■ WRITTEN EXERCISE: Reproduce the entire listing below, requests included, and offset every x and y coordinate in the answers by -106.
## BEGIN SUPPLIED MATERIAL
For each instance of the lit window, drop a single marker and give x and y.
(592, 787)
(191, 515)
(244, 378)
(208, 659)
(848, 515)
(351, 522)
## END SUPPLIED MATERIAL
■ TASK OUTPUT:
For each instance of the lit window, drop a single marker and give x and y.
(486, 681)
(85, 409)
(138, 272)
(102, 553)
(742, 409)
(245, 416)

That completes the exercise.